• **What you need to do**:
Beginning with the line that holds "Put a point on every instance of the bagger", set down each line of the data below through the very last, exactly as given, and nothing beyond that.

[The input]

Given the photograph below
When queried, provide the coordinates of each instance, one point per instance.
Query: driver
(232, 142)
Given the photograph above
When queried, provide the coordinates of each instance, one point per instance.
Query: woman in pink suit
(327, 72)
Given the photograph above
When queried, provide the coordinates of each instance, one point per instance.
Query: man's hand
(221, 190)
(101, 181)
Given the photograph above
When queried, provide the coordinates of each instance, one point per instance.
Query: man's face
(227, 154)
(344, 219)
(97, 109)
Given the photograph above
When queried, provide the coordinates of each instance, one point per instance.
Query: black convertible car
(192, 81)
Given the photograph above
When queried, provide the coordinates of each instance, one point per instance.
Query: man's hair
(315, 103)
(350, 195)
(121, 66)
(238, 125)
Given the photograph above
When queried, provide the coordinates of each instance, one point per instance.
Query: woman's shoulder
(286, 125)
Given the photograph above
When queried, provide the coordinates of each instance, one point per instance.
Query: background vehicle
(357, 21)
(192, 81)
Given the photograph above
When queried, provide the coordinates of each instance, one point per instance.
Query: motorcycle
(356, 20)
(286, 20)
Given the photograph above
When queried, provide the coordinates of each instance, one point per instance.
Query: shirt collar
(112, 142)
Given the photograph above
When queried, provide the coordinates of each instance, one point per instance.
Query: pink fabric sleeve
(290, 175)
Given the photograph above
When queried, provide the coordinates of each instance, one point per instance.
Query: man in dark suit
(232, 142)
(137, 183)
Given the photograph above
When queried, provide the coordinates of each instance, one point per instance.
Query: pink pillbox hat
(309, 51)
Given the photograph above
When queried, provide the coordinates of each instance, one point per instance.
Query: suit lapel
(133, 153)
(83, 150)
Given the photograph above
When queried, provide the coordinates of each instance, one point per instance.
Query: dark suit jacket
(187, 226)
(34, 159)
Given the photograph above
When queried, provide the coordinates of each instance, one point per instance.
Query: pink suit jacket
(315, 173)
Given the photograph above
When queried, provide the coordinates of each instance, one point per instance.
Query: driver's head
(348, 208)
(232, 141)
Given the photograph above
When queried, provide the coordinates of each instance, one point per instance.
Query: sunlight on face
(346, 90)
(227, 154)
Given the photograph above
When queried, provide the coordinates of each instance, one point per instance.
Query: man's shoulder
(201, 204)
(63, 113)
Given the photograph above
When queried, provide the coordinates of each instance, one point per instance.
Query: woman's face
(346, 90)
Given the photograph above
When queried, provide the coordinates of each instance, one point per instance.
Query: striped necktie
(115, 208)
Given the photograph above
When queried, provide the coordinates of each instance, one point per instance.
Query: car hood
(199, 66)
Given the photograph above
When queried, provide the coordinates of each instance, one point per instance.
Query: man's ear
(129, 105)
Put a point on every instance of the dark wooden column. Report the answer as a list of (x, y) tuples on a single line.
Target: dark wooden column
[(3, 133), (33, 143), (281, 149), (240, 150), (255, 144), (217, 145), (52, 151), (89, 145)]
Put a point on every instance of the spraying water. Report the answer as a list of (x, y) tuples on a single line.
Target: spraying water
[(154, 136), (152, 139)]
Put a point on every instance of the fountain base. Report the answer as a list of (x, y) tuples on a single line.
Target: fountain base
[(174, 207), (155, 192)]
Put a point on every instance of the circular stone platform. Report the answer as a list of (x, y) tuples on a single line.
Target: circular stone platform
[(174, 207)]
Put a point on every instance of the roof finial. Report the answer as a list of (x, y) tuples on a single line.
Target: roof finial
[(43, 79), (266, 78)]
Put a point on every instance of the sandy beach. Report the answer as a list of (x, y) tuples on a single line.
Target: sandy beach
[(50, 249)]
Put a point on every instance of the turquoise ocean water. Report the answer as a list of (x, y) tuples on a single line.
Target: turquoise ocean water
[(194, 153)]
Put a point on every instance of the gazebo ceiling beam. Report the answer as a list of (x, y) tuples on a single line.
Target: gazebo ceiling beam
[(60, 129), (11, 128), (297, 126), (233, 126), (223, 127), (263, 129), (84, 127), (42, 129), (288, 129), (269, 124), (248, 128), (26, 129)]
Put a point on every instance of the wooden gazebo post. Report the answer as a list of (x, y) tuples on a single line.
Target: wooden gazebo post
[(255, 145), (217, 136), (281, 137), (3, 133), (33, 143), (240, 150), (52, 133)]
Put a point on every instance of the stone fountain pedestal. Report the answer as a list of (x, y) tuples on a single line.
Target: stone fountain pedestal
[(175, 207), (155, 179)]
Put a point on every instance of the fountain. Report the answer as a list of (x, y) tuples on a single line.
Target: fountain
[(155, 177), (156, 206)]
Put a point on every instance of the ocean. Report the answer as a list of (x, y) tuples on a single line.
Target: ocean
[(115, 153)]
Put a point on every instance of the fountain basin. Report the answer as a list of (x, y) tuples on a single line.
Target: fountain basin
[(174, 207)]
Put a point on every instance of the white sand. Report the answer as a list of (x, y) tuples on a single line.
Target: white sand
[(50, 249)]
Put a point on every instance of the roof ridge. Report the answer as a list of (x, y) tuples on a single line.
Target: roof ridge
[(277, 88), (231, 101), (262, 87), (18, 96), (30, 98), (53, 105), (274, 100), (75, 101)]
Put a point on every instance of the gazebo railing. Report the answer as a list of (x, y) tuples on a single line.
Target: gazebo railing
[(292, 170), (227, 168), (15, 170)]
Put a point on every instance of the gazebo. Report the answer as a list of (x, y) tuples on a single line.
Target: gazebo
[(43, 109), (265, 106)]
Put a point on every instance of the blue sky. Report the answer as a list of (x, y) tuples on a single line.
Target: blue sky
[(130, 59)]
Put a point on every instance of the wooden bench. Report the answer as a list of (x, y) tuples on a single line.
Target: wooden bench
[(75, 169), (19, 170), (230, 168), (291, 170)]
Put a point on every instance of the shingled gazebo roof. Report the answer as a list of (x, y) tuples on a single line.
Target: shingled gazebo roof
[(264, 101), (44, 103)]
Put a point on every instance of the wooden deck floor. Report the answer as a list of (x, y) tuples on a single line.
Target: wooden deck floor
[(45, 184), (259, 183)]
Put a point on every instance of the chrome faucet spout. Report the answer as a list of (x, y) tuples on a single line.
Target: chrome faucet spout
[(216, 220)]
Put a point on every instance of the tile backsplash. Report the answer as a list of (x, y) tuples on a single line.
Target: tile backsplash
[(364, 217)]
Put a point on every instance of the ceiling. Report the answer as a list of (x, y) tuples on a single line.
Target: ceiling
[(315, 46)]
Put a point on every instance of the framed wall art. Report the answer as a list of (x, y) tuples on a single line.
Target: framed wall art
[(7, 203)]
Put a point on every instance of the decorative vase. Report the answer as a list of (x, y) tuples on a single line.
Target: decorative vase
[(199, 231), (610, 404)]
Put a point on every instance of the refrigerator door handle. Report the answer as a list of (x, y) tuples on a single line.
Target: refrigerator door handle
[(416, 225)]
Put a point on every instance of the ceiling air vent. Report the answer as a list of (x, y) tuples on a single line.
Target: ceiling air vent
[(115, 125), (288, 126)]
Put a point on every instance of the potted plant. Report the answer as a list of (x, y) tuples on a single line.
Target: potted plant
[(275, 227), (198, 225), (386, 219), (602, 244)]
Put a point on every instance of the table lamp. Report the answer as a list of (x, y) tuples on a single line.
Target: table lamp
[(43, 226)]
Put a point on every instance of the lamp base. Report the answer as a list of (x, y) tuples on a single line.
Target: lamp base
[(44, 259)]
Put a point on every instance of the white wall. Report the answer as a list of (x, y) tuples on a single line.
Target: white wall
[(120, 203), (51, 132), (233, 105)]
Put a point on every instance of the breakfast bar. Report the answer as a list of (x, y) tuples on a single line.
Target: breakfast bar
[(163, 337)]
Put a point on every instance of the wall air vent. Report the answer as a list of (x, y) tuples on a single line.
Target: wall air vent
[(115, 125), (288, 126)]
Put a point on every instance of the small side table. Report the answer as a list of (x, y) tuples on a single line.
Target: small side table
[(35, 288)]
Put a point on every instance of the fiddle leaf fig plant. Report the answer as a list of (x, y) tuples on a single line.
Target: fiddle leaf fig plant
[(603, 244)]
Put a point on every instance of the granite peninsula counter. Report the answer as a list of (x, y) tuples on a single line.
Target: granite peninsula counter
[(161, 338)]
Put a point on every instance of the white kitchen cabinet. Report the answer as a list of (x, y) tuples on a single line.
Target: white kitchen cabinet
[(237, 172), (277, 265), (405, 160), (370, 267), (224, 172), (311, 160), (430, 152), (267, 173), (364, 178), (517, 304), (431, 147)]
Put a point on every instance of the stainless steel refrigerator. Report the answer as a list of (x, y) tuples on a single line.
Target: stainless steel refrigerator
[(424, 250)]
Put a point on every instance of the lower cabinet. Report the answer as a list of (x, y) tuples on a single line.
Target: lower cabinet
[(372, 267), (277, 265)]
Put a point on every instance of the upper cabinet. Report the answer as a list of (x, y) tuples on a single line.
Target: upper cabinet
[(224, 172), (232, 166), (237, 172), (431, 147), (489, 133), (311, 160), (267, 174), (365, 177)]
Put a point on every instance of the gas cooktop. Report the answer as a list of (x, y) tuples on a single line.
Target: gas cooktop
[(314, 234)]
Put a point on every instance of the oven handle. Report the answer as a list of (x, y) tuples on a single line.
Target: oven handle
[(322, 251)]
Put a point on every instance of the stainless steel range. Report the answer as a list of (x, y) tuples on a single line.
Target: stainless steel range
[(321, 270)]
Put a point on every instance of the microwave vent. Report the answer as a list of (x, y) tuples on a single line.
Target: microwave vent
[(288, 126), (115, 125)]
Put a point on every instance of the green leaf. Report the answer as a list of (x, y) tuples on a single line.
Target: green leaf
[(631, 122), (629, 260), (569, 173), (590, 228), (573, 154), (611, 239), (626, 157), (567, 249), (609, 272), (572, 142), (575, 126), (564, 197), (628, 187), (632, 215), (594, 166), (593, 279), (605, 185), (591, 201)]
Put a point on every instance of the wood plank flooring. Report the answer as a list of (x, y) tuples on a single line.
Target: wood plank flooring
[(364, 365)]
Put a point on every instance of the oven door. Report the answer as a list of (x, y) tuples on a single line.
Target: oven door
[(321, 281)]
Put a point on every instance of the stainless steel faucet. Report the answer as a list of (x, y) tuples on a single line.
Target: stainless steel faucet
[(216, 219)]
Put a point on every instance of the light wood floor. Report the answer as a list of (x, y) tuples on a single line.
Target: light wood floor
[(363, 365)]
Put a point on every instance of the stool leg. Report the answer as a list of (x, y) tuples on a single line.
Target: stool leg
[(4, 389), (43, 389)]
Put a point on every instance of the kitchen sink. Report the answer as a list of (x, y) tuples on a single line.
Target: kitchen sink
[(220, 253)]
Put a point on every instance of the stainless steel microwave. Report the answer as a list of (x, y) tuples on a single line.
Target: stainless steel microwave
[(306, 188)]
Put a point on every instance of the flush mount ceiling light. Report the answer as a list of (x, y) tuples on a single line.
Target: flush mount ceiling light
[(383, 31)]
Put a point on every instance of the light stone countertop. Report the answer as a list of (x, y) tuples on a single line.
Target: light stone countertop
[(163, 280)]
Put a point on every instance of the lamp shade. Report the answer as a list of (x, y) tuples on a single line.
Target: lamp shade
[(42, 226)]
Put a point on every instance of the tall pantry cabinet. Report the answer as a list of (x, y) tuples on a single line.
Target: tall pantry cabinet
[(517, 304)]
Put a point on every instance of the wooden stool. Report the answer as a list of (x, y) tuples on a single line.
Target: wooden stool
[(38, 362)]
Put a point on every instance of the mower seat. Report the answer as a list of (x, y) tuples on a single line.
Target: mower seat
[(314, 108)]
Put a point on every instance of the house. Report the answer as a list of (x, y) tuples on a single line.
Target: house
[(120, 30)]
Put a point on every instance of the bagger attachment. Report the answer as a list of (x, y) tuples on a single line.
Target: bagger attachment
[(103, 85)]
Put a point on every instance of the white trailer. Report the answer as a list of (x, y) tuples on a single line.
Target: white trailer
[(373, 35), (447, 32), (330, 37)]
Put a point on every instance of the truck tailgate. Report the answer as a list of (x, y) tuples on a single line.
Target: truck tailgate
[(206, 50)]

[/The input]

• **Answer box**:
Put a point on every instance of the bagger attachment. Report the answer as a list of (x, y) tuples on a single line.
Target: bagger attachment
[(103, 85)]
Put a point on every instance of the white trailer. Report the answer as a list of (x, y) tuples on a single line.
Target: white trailer
[(373, 35), (447, 32), (330, 37)]
Put a point on every instance of the truck tailgate. Report the answer as a list of (x, y) tuples on a single line.
Target: truck tailgate
[(206, 50)]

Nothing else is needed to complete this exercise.